Records from a data collection
○ ○ ○ ○ ○
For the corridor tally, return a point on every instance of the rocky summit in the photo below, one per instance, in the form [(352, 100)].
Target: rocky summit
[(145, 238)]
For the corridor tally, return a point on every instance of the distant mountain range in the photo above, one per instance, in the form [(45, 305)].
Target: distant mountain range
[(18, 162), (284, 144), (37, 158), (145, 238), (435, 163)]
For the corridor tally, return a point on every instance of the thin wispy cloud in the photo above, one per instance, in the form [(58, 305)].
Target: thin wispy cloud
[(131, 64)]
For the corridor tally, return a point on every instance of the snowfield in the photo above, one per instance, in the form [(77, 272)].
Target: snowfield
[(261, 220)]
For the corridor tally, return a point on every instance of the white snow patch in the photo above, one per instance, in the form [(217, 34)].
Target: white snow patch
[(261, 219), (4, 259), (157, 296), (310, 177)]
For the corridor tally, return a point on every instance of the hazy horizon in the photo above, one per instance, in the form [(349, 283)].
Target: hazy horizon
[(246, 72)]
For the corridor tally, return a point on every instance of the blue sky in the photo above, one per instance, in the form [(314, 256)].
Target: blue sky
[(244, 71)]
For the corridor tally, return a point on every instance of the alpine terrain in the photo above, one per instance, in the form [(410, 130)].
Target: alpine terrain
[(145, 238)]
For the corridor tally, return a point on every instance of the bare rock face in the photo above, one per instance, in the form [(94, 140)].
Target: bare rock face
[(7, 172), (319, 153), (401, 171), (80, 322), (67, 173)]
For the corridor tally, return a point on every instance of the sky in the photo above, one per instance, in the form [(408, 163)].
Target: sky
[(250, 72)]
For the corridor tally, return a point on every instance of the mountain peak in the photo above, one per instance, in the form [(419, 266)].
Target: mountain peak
○ ○ ○ ○ ○
DESCRIPTION OF THE TASK:
How many of the lines above hold the word "peak"? Give only that number.

RESPONSE TO THIS EXERCISE:
2